HALAMAN:
********************

Oleh : Germanus S. Atawuwur, Alumnus STFK Ledalero
Am. 7:12-15; Ef. 1:3-14; Mrk. 6:7-13
WARTA-NUSANTARA.COM–Bapa, ibu, saudara, saudari terkasih, sepatu atau kasut adalah alas kaki. Sepatu digunakan sesuai fungsinya. Maka kita kenal ada sepatu misa, ada sepatu kantor, ada sepatu sekolah dan ada sepatu olahraga, lebih spesifik sepatu bola kaki. Dalam dunia bola kaki, dikenal ada istilah Sepatu Emas. Sepatu emas itu, adalah symbol penghargaan tertinggi untuk pemain sepak bola dunia yang mencetak gol paling banyak dalam sebuah pertandingan.
Kita kenal istilah Sepatu Emas Eropa adalah penghargaan yang diberikan setiap musim kepada pencetak gol terbanyak dalam pertandingan liga dari divisi teratas liga nasional Eropa Kita kemudian mengenal dua pemain dunia yang terkenal: Leonard Messi dan Christian Rolando, yang selalu mendapat sepatu emas.
Dalam konteks sejarah dan budaya masyarakat kuno sepatu memiliki makna simbolis. Bahwa sepatu itu tidak pernah sama, tetapi saling melengkapi satu sama lain. Sepasang sepatu itu tidak akan pernah merasa bahwa dirinya lebih tinggi maupun lebih hebat dari pasangannya. Pastilah keduanya memiliki derajat yang sama. Sepasang sepatu memang tidak akan mungkin melangkah secara bersama-sama, tetapi mereka berjalan secara bergantian.
Keduanya seolah memahami akan mana yang harus berjalan terlebih dahulu dan bergantian dengan pasangannya, sehingga akan menciptakan keselarasan yang indah. Dengan saling mengerti satu sama lain itulah yang menjadikan sepasang sepatu mampu mencapai tujuan yang sama. Sepatu tidak berganti posisi. Bila seseorang mengenakan sepatu kiri di kaki kanannya dan sebaliknya maka ia akan terlihat tidak nyaman.
Saudara.saudaraku yang terkasih, hari ini injil menyodorkan kepada kita tentang perutusan murid-murid yang disertai dengan“penyerahan mandate” dan sekaligus larangan dari Yesus, sebagaimana diwartakan:” Yesus memanggil kedua belas murid itu dan mengutus mereka berdua-dua. Ia memberi mereka kuasa atas roh-roh jahat, dan berpesan kepada mereka supaya jangan membawa apa-apa dalam perjalanan mereka, kecuali tongkat, rotipun jangan, bekalpun jangan, uang dalam ikat pinggangpun jangan, boleh memakai alas kaki, tetapi jangan memakai dua baju.”
Menariknya, ketika Yesus melarang murid-murid-Nya untuk tidak boleh membawa roti, bekal, uang dalam ikat pinggang, jangan memakai dua baju, tetapi Yesus malah memperbolehkan murid-murid-Nya untuk memakai alas kaki. Pertanyaannya adalah, mengapa Yesus justru memperbolehkan para murid-Nya untuk memakai alas kaki?

********************

BARIS DATA:
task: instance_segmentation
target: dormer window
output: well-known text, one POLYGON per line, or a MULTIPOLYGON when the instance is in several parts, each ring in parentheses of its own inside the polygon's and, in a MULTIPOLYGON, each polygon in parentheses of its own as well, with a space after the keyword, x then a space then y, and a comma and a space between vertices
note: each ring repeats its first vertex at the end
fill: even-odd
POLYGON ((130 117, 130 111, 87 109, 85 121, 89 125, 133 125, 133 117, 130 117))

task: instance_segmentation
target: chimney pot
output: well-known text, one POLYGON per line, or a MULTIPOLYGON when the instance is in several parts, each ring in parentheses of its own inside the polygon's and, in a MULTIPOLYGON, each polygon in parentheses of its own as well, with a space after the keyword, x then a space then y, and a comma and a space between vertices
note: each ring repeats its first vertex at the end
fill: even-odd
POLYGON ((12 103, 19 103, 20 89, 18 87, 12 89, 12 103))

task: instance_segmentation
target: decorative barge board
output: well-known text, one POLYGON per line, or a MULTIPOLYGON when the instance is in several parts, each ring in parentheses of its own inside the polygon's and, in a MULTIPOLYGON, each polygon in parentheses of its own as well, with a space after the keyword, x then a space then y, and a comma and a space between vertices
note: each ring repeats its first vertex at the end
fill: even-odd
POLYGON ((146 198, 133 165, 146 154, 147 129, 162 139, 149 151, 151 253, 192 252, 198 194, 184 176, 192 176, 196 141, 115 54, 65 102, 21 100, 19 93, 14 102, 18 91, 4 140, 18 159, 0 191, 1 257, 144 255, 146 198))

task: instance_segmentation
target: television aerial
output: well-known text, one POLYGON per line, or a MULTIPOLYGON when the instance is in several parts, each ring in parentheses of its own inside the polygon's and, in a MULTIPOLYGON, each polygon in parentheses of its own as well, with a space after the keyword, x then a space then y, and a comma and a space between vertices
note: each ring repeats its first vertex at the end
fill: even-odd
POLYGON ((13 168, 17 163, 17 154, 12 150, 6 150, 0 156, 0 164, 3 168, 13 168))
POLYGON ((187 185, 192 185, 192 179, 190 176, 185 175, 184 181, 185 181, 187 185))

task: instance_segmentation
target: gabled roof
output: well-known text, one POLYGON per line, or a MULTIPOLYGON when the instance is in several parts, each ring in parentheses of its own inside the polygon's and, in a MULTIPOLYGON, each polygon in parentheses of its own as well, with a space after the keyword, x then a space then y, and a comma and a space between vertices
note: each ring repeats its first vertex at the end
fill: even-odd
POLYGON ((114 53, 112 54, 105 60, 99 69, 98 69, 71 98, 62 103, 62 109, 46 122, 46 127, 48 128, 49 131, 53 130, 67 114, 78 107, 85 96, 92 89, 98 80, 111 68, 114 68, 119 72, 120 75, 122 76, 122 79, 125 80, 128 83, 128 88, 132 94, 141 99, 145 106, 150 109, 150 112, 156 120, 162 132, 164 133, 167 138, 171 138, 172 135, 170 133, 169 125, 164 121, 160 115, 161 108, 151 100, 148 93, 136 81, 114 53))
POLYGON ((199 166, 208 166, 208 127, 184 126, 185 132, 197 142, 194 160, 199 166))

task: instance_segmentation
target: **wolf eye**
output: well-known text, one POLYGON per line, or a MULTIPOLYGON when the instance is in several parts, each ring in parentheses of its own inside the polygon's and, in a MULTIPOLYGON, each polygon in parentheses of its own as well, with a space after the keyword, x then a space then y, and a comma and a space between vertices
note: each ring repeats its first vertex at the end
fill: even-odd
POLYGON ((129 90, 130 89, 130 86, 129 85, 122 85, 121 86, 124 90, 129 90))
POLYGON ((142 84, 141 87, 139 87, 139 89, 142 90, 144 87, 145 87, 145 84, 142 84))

********************

PETUNJUK TUGAS: Lanjutkan renungan tentang sepatu dan perutusan para murid di atas, dimulai tepat setelah kalimat terakhirnya.

HASIL TUGAS:
Alas kaki atau sepatu disebutkan dalam berbagai bagian Alkitab, dan memiliki makna metafora yang signifikan. Dalam Alkitab, makna simbolis yang terkait dengan alas kaki menyoroti tema-tema penghormatan, persiapan, ketundukan, dan kehambaan. Konteks historis dan budaya Alkitab tentang alas kaki menggarisbawahi pentingnya alas kaki secara praktis dan makna simbolis dalam lingkungan spiritual dan sosial. Dalam Perjanjian Lama, melepaskan alas sepatu adalah tanda penghormatan dan kerendahan hati di hadapan Tuhan, yang ditunjukkan oleh Musa di semak yang terbakar. Di sisi lain, mengenakan sepatu dapat melambangkan otoritas dan kesiapan untuk bertindak, seperti dalam konteks Yosua yang diperintahkan untuk melepaskan sepatunya karena dia berada di tanah suci.
Dalam Perjanjian Baru, sepatu digunakan secara metaforis untuk mewakili kesiapan untuk menyebarkan Injil, sebagaimana kita jumpai dalam Efesus: 6:13-17. Alas kaki atau kasut menurut santo Paulus merupakan salah satu bagian dari perlengkapan senjata Allah. Kasut dalam pengertian ini menurut santo Paulus adalah symbol persiapan, kesiapan atau kesiagaan. Dengan demikian Paulus meminta jemaat Efesus untuk siap sedia untuk kapanpun pergi melangkah memberitakan Injil.
Hal yang kita jumpai dalam surat kepada Efesus terlebih dahulu sudah dilukiskan dalam injil seperti sudah kita kutip di atas. Selain makna sepatu sebagai bentuk kesiagaan untuk mewartakan Injil Tuhan, kasut juga melambangkan penghormatan dan kerendahan hati di hadapan Tuhan. Selain itu menggunakan sepatu adalah juga bentuk perlindungan fisik tetapi juga sebagai representasi perjalanan spiritual seseorang, untuk selalu mendekatkan diri dengan yang ilahi. Alas kaki adalah juga ketaatan kepada kehendak Tuhan sekaligus juga adalah ketaatan dalam perjalanan seseorang untuk bermisi.
Jadi dalam konteks perutusan para murid hari ini, ketika Yesus membolehkan para murid-Nya mengenakan alas kaki, maka itu artinya bahwa Tuhan Yesus telah memberikan otoritas kepada para murid-Nya untuk bertindak. Maka otoritas itu dilengkapi Yesus dengan memberi mereka kuasa atas roh-roh jahat.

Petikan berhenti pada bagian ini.